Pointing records
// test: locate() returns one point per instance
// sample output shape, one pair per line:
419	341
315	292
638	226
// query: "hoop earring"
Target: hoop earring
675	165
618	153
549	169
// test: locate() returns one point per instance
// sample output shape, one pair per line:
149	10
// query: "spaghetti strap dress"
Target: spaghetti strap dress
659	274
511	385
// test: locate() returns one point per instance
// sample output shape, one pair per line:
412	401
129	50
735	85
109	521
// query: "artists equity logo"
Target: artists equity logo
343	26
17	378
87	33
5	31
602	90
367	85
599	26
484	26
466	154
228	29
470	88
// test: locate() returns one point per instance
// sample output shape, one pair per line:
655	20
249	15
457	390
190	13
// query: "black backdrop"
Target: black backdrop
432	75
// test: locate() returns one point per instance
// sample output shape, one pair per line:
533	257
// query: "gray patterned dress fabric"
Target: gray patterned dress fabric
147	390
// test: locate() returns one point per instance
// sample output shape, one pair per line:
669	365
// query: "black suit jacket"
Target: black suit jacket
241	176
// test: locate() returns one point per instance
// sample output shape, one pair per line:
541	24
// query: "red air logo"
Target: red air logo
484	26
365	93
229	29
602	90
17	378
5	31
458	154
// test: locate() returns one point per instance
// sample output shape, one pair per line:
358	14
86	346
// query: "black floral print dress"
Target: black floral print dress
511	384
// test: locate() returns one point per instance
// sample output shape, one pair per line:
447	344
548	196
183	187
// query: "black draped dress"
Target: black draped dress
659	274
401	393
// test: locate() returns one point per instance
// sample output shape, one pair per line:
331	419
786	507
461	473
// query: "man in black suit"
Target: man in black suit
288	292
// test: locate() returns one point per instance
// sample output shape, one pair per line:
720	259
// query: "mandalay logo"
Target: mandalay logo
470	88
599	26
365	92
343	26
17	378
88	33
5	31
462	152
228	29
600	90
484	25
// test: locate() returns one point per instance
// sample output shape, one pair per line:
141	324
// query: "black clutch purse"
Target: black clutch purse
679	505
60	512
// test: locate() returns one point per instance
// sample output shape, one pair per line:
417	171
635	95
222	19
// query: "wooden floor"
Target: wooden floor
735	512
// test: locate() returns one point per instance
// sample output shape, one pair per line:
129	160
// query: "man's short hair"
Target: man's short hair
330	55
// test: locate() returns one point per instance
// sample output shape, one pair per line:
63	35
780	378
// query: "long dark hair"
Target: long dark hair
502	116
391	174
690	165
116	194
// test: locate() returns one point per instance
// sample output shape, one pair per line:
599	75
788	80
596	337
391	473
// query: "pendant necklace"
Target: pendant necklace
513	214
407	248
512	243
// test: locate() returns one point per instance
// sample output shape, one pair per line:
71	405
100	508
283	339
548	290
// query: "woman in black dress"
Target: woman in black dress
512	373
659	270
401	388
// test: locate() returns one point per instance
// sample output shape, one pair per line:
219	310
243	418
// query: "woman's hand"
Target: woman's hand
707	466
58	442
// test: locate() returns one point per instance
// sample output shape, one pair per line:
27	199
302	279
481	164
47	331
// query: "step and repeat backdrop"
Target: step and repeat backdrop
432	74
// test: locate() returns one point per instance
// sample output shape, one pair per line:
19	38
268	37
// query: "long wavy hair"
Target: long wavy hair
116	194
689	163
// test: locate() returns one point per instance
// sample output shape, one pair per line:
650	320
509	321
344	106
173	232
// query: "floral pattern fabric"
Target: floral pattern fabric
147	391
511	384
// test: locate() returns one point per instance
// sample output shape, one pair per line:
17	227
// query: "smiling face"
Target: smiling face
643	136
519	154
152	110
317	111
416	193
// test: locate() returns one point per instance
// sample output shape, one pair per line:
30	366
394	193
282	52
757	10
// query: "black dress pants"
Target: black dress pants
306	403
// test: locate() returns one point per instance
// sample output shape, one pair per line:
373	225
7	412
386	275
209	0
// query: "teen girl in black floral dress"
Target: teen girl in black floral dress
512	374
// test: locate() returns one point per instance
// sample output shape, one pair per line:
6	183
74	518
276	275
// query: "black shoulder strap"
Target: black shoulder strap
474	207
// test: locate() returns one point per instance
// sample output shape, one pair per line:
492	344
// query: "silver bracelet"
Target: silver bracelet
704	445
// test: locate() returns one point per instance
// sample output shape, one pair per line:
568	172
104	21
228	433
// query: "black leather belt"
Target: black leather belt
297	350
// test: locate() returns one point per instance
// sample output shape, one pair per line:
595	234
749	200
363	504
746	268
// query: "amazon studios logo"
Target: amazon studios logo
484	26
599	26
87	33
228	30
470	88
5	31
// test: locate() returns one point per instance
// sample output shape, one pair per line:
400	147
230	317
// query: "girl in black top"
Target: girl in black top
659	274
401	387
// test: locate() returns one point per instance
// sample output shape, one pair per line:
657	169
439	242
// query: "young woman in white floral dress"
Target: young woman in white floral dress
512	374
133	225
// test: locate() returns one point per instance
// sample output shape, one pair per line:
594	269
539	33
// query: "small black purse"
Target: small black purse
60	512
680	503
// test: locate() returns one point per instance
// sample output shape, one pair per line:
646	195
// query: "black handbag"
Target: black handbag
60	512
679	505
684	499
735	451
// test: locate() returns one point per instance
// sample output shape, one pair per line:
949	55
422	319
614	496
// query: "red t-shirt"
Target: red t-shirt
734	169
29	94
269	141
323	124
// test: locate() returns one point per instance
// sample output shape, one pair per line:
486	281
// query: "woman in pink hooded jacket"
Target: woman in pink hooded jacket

● WORK INSTRUCTIONS: Send back every record, precisely as written.

● RESULT BELOW:
// test: locate() returns one point per instance
// sample output shape, one pair per line:
419	341
315	292
638	226
// query: "hoop earring"
Target: hoop earring
675	165
618	153
549	169
// test: locate() returns one point per instance
// sample output shape, one pair per line:
149	10
// query: "spaghetti strap dress"
Target: spaghetti strap dress
659	274
511	385
// test: locate() returns one point per instance
// sample output shape, one pair per line:
412	401
129	50
735	85
109	521
// query: "artists equity logo"
Target: artists equity logo
343	26
17	378
87	33
5	31
602	90
367	85
599	26
484	26
466	154
228	29
470	88
// test: locate() returns one point per instance
// sample output shape, one pair per line:
655	20
249	15
457	390
190	13
// query: "black backdrop"
Target: black backdrop
432	75
// test: locate() returns one point per instance
// sample output shape, one pair per line:
533	257
// query: "gray patterned dress fabric"
Target: gray patterned dress fabric
147	390
// test: locate() returns one point per instance
// sample output shape, one pair per line:
669	365
// query: "black suit jacket"
Target: black suit jacket
241	176
// test: locate() returns one point per instance
// sample output shape, one pair per line:
541	24
// query: "red air logo"
Target: red air logo
484	26
365	93
229	29
602	90
17	378
5	31
458	154
// test: locate() returns one point per instance
// sample output shape, one pair per line:
358	14
86	346
// query: "black floral print dress"
Target: black floral print dress
511	384
// test: locate() returns one point per instance
// sample output shape, one pair per line:
447	344
548	196
183	187
// query: "black draped dress"
Target: black draped dress
659	274
401	393
// test: locate() returns one point per instance
// sample output shape, one pair per line:
331	419
786	507
461	473
// query: "man in black suit"
Target: man in black suit
288	292
// test: locate() returns one point per instance
// sample output shape, one pair per line:
720	259
// query: "mandalay logo"
Target: mandalay logo
470	88
599	26
365	92
343	26
17	378
88	33
5	31
462	152
228	29
600	90
484	25
// test: locate() returns one point per instance
// sample output shape, one pair per line:
141	324
// query: "black clutch purse"
Target: black clutch purse
679	505
60	512
// test: locate() returns one point per instance
// sample output shape, one pair per line:
417	171
635	95
222	19
// query: "wooden floor"
Target: wooden floor
735	512
// test: locate() returns one point per instance
// sample output shape, one pair per line:
129	160
// query: "man's short hair"
Target: man's short hair
330	55
// test: locate() returns one point per instance
// sample output shape, one pair per line:
63	35
780	378
// query: "long dark hair"
Target: long dark hair
502	116
391	174
690	165
116	194
// test: locate() returns one point per instance
// sample output shape, one pair per line:
599	75
788	80
596	337
391	473
// query: "pendant necklace"
Target: pendant necklace
513	214
407	248
512	243
// test: locate() returns one point per instance
// sample output shape, one pair per line:
71	405
100	508
283	339
548	290
// query: "woman in black dress"
Target: woman in black dress
512	373
659	270
401	388
// test: locate() returns one point per instance
// sample output shape, one pair per line:
219	310
243	418
// query: "woman's hand"
Target: woman's hand
707	466
58	442
// test: locate() returns one point per instance
// sample output shape, one pair per line:
27	199
302	279
481	164
47	331
// query: "step and repeat backdrop"
Target: step and repeat backdrop
432	74
// test: locate() returns one point per instance
// sample output shape, one pair per line:
19	38
268	37
// query: "long wavy hair"
Target: long wavy hair
116	194
689	163
// test: locate() returns one point per instance
// sample output shape, one pair per line:
650	320
509	321
344	106
173	232
// query: "floral pattern fabric"
Target: floral pattern fabric
147	391
511	384
// test: locate() returns one point per instance
// sample output shape, one pair per line:
17	227
// query: "smiling face"
Target: smiling face
643	136
519	154
152	110
317	111
416	193
// test: locate() returns one point per instance
// sample output shape, one pair per line:
30	366
394	193
282	52
757	10
// query: "black dress pants"
Target: black dress pants
306	403
// test: locate() returns one point per instance
// sample output shape, one pair per line:
373	225
7	412
386	275
209	0
// query: "teen girl in black floral dress"
Target: teen girl in black floral dress
512	374
// test: locate() returns one point per instance
// sample output shape, one pair per line:
6	183
74	518
276	275
// query: "black shoulder strap"
Target: black shoulder strap
474	207
// test: locate() returns one point per instance
// sample output shape, one pair per line:
492	344
// query: "silver bracelet"
Target: silver bracelet
704	445
// test: locate() returns one point per instance
// sample output shape, one pair per line:
568	172
104	21
228	433
// query: "black leather belt"
Target: black leather belt
297	350
// test: locate() returns one point per instance
// sample output shape, one pair per line:
595	234
749	200
363	504
746	268
// query: "amazon studios logo"
Target: amazon studios logo
484	26
599	26
87	33
228	30
470	88
5	31
// test: locate() returns one point per instance
// sample output shape, one pair per line:
400	147
230	317
// query: "girl in black top"
Target: girl in black top
659	274
401	387
// test: locate() returns one point per instance
// sample output shape, one pair per line:
657	169
439	242
// query: "young woman in white floral dress"
Target: young woman in white floral dress
512	374
133	225
// test: locate() returns one point per instance
// sample output shape, one pair per line:
594	269
539	33
// query: "small black purse"
Target: small black purse
60	512
680	503
// test: locate() returns one point per instance
// sample output shape, one pair per line:
646	195
// query: "black handbag"
Target: black handbag
60	512
679	505
684	499
735	451
// test: locate() returns one point per instance
// sample output shape, one pair per line:
949	55
422	319
614	496
// query: "red t-shirt"
Target: red t-shirt
734	169
29	94
269	141
323	124
// test: locate() returns one point per instance
// sample output shape, one pair per line:
486	281
// query: "woman in pink hooded jacket"
Target: woman in pink hooded jacket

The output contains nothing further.